Seitentext:
########

Jetzt zum Text von Herrn Robra. Meine Damen und Herren! Die Fraktion DIE LINKE hat eine Aktuelle Debatte zum Reformationsjubiläum beantragt mit der programmatischen Aussage im Antragstitel „Reformationsjubiläum im Interesse aller Menschen in Sachsen-Anhalt gestalten“. Diese Befassung im Landtag reiht sich ein in eine Reihe von Befassungen mit dem Thema Reformationsjubiläum, die in den nächsten Wochen in verschiedenen Fachausschüssen anstehen.
An dieser erhöhten Aufmerksamkeit zeigt sich: Jetzt wird es wirklich ernst, nach zehn Jahren Vorlauf im Rahmen der Lutherdekade ist das Jubiläum nun tatsächlich ganz nah herangerückt. Am kommenden Montag, dem 31. Oktober, dem Reformationstag, der auch Feiertag in SachsenAnhalt ist, wird das letzte Dekadenjahr mit einem Festakt in Berlin eröffnet. Zeitgleich findet die Jahrestagung des Lutherischen Weltbundes an seinem Gründungsort Lund in Schweden statt. Auch Papst Franziskus hat dazu seinen Besuch angesagt.

########

Einträge mit Koordinatenannotationen:
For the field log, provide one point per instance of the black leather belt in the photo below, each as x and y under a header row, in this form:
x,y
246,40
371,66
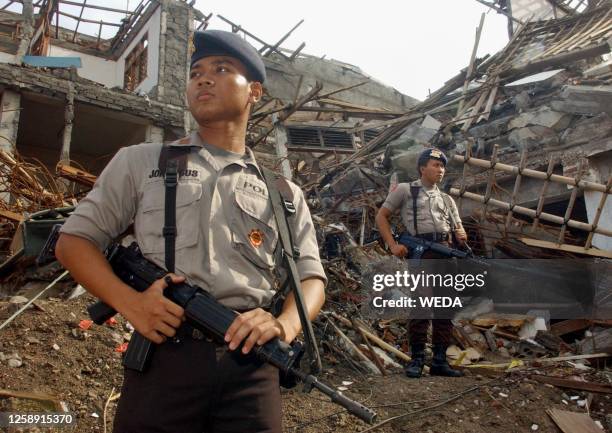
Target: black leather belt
x,y
435,237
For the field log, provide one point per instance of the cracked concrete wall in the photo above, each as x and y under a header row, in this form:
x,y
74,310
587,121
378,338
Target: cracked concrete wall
x,y
283,78
176,25
57,84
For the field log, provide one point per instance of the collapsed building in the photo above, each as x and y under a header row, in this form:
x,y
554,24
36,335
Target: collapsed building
x,y
528,131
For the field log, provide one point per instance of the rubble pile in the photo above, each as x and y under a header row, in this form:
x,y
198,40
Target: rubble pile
x,y
528,133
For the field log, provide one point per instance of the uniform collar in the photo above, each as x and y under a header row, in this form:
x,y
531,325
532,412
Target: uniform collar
x,y
434,189
194,140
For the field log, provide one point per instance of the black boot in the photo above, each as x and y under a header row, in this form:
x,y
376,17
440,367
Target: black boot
x,y
439,365
415,368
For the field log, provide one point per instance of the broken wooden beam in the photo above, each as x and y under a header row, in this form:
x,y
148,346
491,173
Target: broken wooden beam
x,y
603,388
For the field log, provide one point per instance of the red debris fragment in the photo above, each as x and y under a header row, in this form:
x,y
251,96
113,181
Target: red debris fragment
x,y
85,324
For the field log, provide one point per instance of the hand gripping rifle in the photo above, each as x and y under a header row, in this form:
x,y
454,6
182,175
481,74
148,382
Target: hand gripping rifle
x,y
419,246
206,314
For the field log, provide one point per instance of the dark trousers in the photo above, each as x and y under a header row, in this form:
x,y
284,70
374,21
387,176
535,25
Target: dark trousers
x,y
442,328
196,386
442,331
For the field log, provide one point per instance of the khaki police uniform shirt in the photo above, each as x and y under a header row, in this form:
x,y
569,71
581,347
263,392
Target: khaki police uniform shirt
x,y
433,215
227,237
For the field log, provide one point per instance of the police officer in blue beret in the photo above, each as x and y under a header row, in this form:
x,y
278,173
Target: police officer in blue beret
x,y
226,243
430,214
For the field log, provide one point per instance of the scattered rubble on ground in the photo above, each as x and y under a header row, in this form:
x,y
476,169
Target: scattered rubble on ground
x,y
529,135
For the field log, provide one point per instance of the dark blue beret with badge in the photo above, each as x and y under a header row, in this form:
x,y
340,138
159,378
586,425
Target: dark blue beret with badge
x,y
433,153
219,43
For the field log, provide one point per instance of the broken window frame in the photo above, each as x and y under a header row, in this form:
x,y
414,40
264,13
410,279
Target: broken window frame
x,y
307,138
136,70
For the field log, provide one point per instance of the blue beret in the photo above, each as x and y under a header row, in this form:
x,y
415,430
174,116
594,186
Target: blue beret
x,y
219,43
433,153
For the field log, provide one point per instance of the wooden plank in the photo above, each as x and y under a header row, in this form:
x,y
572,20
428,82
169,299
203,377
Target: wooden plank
x,y
602,388
595,252
573,422
11,215
600,207
567,326
470,70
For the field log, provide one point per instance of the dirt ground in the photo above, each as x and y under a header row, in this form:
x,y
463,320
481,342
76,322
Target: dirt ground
x,y
81,367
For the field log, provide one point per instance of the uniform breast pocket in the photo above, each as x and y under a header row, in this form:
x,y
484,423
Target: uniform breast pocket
x,y
254,231
150,216
441,209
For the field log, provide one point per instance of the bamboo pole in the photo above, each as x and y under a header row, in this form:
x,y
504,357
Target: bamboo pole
x,y
506,168
532,213
549,170
468,155
571,203
487,195
470,70
517,185
600,208
353,349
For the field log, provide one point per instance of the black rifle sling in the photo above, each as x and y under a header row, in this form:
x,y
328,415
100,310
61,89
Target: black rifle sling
x,y
172,162
282,206
446,199
414,192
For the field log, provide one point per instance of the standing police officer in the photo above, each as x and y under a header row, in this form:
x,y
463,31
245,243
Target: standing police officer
x,y
429,214
226,243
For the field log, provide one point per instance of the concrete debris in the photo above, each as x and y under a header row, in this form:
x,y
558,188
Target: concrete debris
x,y
529,146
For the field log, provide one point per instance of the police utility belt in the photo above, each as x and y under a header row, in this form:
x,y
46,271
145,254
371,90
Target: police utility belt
x,y
432,236
435,237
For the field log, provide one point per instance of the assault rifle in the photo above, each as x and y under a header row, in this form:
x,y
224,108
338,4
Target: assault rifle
x,y
206,314
419,246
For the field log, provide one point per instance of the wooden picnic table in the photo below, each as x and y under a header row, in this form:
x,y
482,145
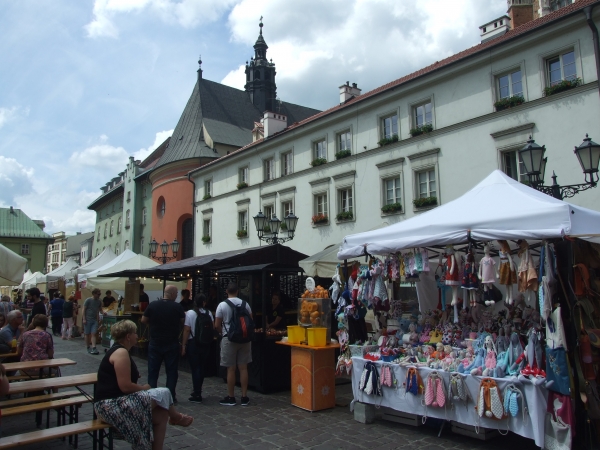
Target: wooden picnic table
x,y
41,384
40,364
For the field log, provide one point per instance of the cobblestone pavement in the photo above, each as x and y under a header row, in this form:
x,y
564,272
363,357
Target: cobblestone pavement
x,y
268,422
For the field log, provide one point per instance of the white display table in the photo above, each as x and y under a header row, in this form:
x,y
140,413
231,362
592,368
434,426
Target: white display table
x,y
397,399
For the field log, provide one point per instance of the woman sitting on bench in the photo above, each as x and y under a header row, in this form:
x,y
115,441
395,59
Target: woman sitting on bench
x,y
139,413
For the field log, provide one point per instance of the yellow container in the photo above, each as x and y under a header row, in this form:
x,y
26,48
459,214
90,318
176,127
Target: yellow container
x,y
317,336
296,334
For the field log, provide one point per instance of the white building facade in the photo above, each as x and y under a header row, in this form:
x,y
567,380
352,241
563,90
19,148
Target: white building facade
x,y
470,137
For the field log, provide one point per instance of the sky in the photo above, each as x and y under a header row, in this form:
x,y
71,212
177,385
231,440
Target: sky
x,y
86,84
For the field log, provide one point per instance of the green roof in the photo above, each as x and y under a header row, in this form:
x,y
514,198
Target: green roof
x,y
15,223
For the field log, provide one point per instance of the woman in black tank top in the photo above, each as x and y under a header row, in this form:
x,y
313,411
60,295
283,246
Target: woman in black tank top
x,y
137,412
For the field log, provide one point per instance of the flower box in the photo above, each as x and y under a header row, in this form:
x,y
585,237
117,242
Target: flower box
x,y
421,130
318,162
390,140
344,215
343,154
391,208
564,85
423,202
509,102
320,218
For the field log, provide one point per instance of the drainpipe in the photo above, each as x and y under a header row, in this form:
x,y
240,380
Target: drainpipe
x,y
193,216
588,16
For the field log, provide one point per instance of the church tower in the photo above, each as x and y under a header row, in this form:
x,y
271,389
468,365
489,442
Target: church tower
x,y
260,77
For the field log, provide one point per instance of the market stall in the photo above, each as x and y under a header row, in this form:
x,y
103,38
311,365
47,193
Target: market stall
x,y
501,314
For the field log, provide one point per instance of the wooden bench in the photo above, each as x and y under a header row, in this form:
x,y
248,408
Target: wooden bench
x,y
34,437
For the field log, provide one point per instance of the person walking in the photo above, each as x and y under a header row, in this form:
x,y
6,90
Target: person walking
x,y
165,318
197,337
91,318
56,307
233,354
67,328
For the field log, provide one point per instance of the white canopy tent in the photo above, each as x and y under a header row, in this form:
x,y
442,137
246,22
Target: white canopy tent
x,y
12,267
102,259
497,208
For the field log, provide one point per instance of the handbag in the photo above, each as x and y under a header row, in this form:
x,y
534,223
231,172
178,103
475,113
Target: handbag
x,y
557,434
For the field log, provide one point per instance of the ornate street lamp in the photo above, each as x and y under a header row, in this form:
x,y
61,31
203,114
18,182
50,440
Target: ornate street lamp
x,y
534,162
268,229
164,248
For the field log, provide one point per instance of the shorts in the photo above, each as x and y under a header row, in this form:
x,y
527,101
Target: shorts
x,y
233,354
90,327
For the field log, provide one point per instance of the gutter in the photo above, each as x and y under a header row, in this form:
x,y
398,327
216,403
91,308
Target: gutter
x,y
193,215
588,16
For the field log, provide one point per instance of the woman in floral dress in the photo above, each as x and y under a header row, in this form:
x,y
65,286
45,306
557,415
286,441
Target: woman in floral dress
x,y
139,413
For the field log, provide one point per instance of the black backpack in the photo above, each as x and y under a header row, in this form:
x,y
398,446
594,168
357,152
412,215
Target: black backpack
x,y
204,331
241,327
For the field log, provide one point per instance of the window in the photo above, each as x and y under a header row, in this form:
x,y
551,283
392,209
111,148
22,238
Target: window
x,y
426,185
286,209
389,126
320,149
344,141
392,190
345,200
243,175
561,67
423,114
510,85
269,212
321,204
287,164
269,169
242,220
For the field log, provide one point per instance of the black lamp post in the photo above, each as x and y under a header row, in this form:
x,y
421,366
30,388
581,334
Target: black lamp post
x,y
164,248
534,162
268,229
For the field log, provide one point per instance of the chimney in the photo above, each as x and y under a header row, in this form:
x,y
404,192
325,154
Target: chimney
x,y
347,92
273,123
520,12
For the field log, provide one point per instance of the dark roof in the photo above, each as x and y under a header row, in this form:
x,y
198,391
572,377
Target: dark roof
x,y
15,223
228,116
526,28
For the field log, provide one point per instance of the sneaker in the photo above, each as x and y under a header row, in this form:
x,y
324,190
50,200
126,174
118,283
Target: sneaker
x,y
228,401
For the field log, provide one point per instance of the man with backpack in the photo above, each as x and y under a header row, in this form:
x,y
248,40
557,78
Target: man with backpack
x,y
198,333
234,322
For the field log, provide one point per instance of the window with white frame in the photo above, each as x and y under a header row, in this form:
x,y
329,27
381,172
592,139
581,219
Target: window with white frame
x,y
561,67
510,85
389,126
426,183
243,175
422,114
268,169
320,149
344,141
393,190
243,221
287,166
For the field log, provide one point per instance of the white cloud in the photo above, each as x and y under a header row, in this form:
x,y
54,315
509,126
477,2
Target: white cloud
x,y
160,137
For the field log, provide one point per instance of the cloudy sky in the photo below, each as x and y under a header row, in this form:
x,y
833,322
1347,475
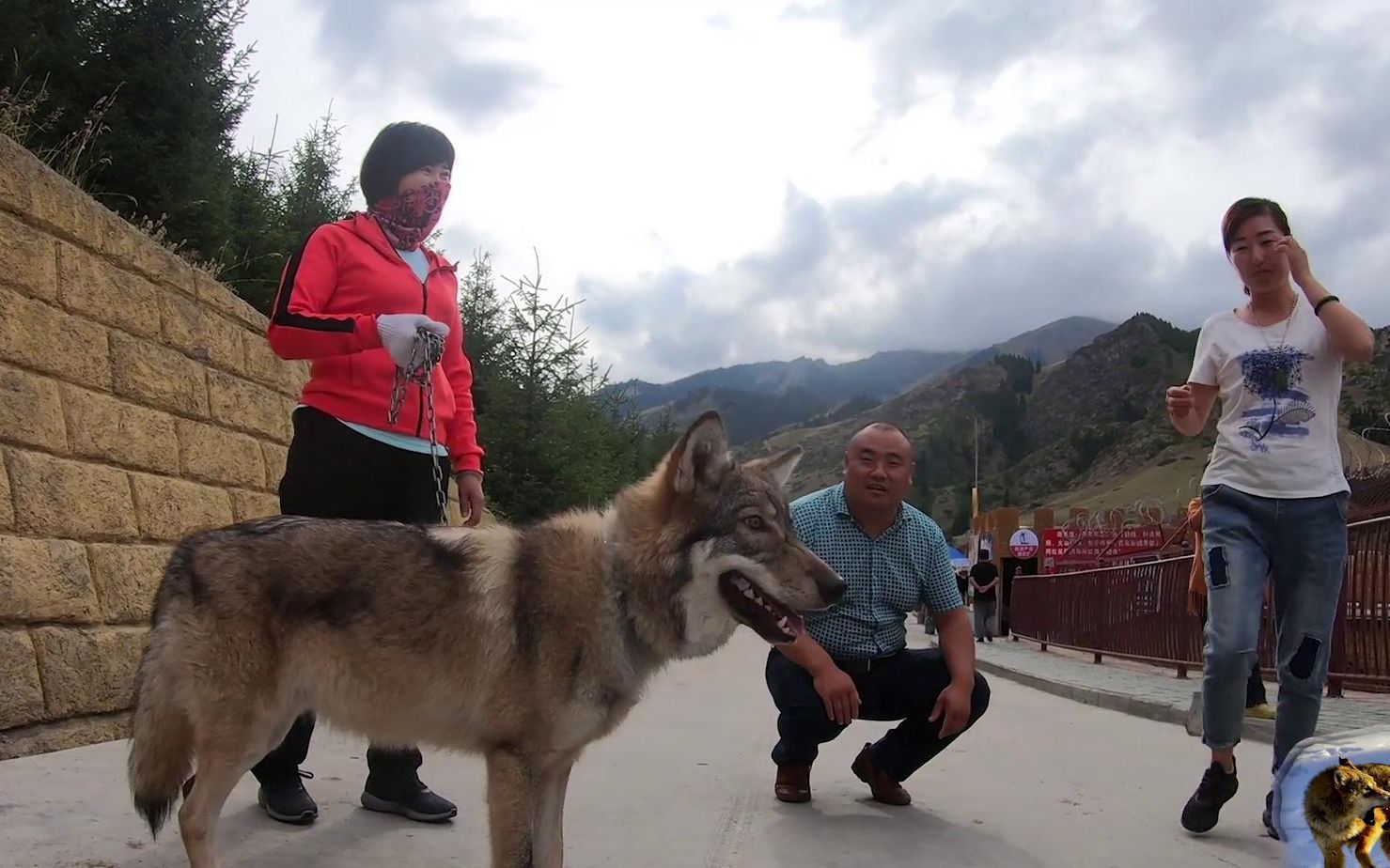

########

Aufgabe 1:
Schreibe aus dem Text zum Reformationsjubiläum den Abschnitt von „An dieser erhöhten“ bis einschließlich „seinen Besuch angesagt.“ wortgetreu ab.
Aufgabe 2:
An welchem Ort findet laut dem Text zum Reformationsjubiläum die Jahrestagung des Lutherischen Weltbundes statt?
Aufgabe 3:
Prüfe anhand des Textes zum Reformationsjubiläum, ob die folgenden Aussagen zutreffen, und belege jede Antwort mit einem wörtlichen Zitat:
(a) Die Aktuelle Debatte wurde von der Fraktion DIE LINKE beantragt.
(b) Das letzte Dekadenjahr wird mit einem Festakt in Lund eröffnet.
(c) Der Vorlauf im Rahmen der Lutherdekade dauerte fünf Jahre.

Lösung 1:
An dieser erhöhten Aufmerksamkeit zeigt sich: Jetzt wird es wirklich ernst, nach zehn Jahren Vorlauf im Rahmen der Lutherdekade ist das Jubiläum nun tatsächlich ganz nah herangerückt. Am kommenden Montag, dem 31. Oktober, dem Reformationstag, der auch Feiertag in SachsenAnhalt ist, wird das letzte Dekadenjahr mit einem Festakt in Berlin eröffnet. Zeitgleich findet die Jahrestagung des Lutherischen Weltbundes an seinem Gründungsort Lund in Schweden statt. Auch Papst Franziskus hat dazu seinen Besuch angesagt.

Lösung 2:
In Lund in Schweden, dem Gründungsort des Lutherischen Weltbundes.

Lösung 3:
(a) Ja: „Die Fraktion DIE LINKE hat eine Aktuelle Debatte zum Reformationsjubiläum beantragt“
(b) Nein: „wird das letzte Dekadenjahr mit einem Festakt in Berlin eröffnet“
(c) Nein: „nach zehn Jahren Vorlauf im Rahmen der Lutherdekade“